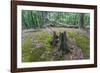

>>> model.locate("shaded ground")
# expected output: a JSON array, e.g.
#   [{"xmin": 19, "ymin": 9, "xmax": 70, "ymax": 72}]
[{"xmin": 22, "ymin": 28, "xmax": 90, "ymax": 62}]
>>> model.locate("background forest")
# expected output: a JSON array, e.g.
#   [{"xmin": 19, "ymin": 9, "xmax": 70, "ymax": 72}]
[{"xmin": 22, "ymin": 10, "xmax": 90, "ymax": 62}]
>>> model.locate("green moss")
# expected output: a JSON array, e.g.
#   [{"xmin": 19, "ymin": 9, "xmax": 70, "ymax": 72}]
[
  {"xmin": 68, "ymin": 32, "xmax": 90, "ymax": 59},
  {"xmin": 75, "ymin": 35, "xmax": 90, "ymax": 58}
]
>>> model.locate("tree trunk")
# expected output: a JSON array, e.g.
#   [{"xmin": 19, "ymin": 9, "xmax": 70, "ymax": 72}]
[
  {"xmin": 80, "ymin": 13, "xmax": 84, "ymax": 28},
  {"xmin": 59, "ymin": 32, "xmax": 70, "ymax": 55}
]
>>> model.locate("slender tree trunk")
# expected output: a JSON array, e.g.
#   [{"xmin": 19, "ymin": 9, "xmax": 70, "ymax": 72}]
[{"xmin": 80, "ymin": 13, "xmax": 84, "ymax": 29}]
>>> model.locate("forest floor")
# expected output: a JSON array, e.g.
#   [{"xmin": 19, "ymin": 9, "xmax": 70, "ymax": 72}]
[{"xmin": 22, "ymin": 27, "xmax": 90, "ymax": 62}]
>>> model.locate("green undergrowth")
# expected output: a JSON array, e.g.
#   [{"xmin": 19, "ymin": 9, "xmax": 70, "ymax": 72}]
[{"xmin": 22, "ymin": 28, "xmax": 90, "ymax": 62}]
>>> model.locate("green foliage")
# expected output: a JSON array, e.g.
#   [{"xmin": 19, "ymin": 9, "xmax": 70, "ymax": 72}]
[
  {"xmin": 22, "ymin": 31, "xmax": 52, "ymax": 62},
  {"xmin": 22, "ymin": 10, "xmax": 90, "ymax": 28},
  {"xmin": 68, "ymin": 32, "xmax": 90, "ymax": 59}
]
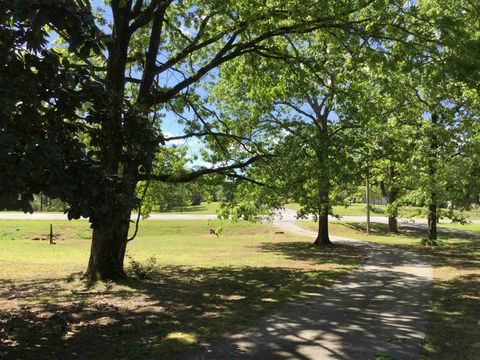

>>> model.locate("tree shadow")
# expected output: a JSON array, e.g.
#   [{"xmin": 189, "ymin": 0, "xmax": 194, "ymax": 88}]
[
  {"xmin": 0, "ymin": 267, "xmax": 352, "ymax": 359},
  {"xmin": 424, "ymin": 273, "xmax": 480, "ymax": 360},
  {"xmin": 260, "ymin": 242, "xmax": 367, "ymax": 266}
]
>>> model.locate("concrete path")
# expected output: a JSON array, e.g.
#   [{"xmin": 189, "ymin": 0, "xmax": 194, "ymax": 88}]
[{"xmin": 184, "ymin": 213, "xmax": 432, "ymax": 360}]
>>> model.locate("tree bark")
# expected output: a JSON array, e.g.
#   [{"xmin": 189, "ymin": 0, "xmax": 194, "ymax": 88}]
[
  {"xmin": 85, "ymin": 211, "xmax": 131, "ymax": 281},
  {"xmin": 428, "ymin": 193, "xmax": 438, "ymax": 240},
  {"xmin": 428, "ymin": 114, "xmax": 439, "ymax": 240},
  {"xmin": 388, "ymin": 216, "xmax": 398, "ymax": 234},
  {"xmin": 314, "ymin": 212, "xmax": 332, "ymax": 245},
  {"xmin": 311, "ymin": 110, "xmax": 332, "ymax": 245},
  {"xmin": 380, "ymin": 166, "xmax": 399, "ymax": 234}
]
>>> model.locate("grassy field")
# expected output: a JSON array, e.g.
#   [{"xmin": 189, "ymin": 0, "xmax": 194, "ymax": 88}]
[
  {"xmin": 298, "ymin": 221, "xmax": 480, "ymax": 360},
  {"xmin": 0, "ymin": 220, "xmax": 364, "ymax": 359},
  {"xmin": 158, "ymin": 202, "xmax": 220, "ymax": 215},
  {"xmin": 285, "ymin": 203, "xmax": 480, "ymax": 220}
]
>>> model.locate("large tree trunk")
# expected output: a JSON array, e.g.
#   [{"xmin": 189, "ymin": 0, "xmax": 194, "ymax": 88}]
[
  {"xmin": 312, "ymin": 112, "xmax": 332, "ymax": 245},
  {"xmin": 388, "ymin": 216, "xmax": 398, "ymax": 234},
  {"xmin": 380, "ymin": 165, "xmax": 399, "ymax": 234},
  {"xmin": 85, "ymin": 211, "xmax": 130, "ymax": 281},
  {"xmin": 428, "ymin": 193, "xmax": 438, "ymax": 240},
  {"xmin": 314, "ymin": 205, "xmax": 332, "ymax": 245},
  {"xmin": 428, "ymin": 114, "xmax": 439, "ymax": 240}
]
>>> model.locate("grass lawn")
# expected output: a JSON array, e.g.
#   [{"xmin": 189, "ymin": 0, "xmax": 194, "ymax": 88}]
[
  {"xmin": 154, "ymin": 202, "xmax": 220, "ymax": 215},
  {"xmin": 285, "ymin": 203, "xmax": 480, "ymax": 220},
  {"xmin": 298, "ymin": 221, "xmax": 480, "ymax": 360},
  {"xmin": 0, "ymin": 220, "xmax": 364, "ymax": 359}
]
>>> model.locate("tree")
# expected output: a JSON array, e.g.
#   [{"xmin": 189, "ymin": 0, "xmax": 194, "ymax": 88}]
[{"xmin": 1, "ymin": 0, "xmax": 382, "ymax": 280}]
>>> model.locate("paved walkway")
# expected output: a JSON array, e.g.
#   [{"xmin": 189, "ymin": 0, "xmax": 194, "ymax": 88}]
[{"xmin": 184, "ymin": 214, "xmax": 432, "ymax": 360}]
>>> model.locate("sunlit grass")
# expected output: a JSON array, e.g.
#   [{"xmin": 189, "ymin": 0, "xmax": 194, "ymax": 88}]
[
  {"xmin": 0, "ymin": 220, "xmax": 365, "ymax": 359},
  {"xmin": 297, "ymin": 221, "xmax": 480, "ymax": 360}
]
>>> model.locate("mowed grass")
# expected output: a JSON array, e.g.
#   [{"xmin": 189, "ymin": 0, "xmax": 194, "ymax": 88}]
[
  {"xmin": 285, "ymin": 203, "xmax": 480, "ymax": 220},
  {"xmin": 155, "ymin": 201, "xmax": 220, "ymax": 215},
  {"xmin": 0, "ymin": 220, "xmax": 365, "ymax": 359},
  {"xmin": 298, "ymin": 221, "xmax": 480, "ymax": 360}
]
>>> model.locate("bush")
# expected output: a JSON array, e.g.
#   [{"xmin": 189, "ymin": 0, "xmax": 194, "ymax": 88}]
[{"xmin": 128, "ymin": 255, "xmax": 157, "ymax": 280}]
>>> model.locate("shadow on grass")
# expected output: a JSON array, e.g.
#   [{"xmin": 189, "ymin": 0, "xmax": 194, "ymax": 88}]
[
  {"xmin": 0, "ymin": 267, "xmax": 352, "ymax": 359},
  {"xmin": 260, "ymin": 242, "xmax": 366, "ymax": 266},
  {"xmin": 424, "ymin": 273, "xmax": 480, "ymax": 360},
  {"xmin": 340, "ymin": 223, "xmax": 480, "ymax": 360}
]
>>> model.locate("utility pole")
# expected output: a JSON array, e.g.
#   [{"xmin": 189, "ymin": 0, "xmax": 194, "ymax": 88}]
[{"xmin": 365, "ymin": 168, "xmax": 370, "ymax": 235}]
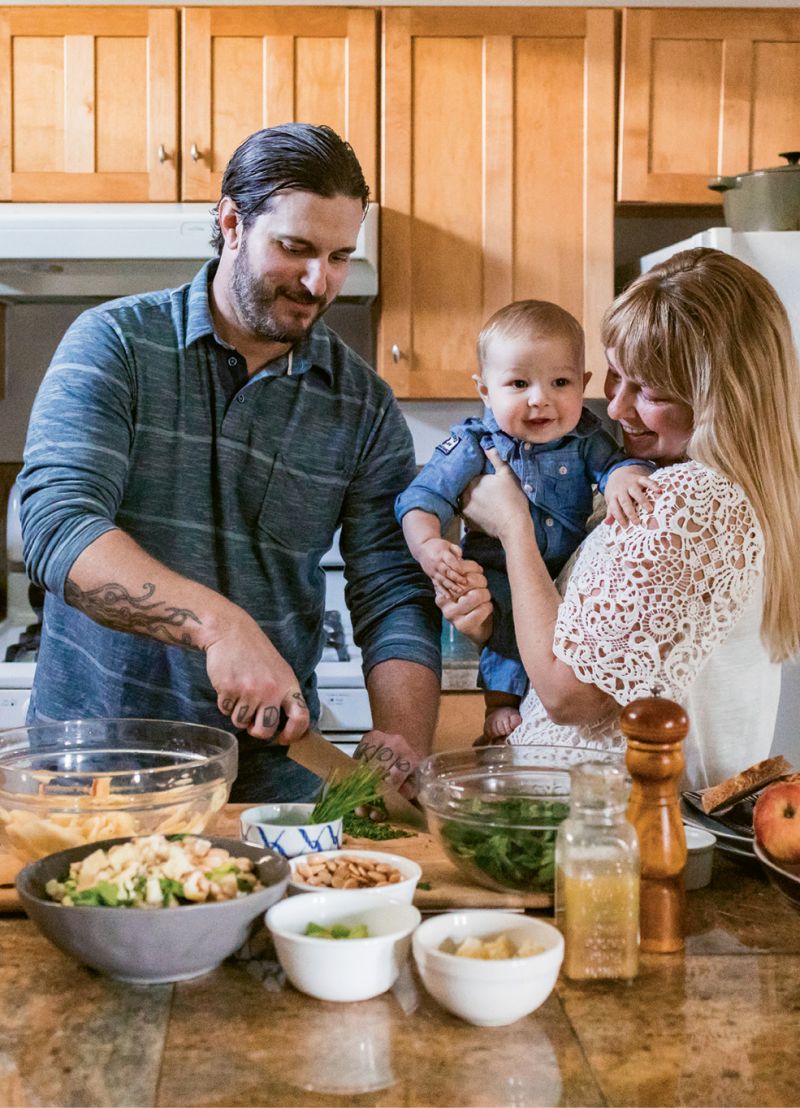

### [What the task requires]
Which lines above contain the string "trunk"? List each of them, copied in full.

### [Answer to this problem]
>>> model.locate("tree trunk")
>>> model.locate("slender tree trunk")
>>> model.locate("large tree trunk")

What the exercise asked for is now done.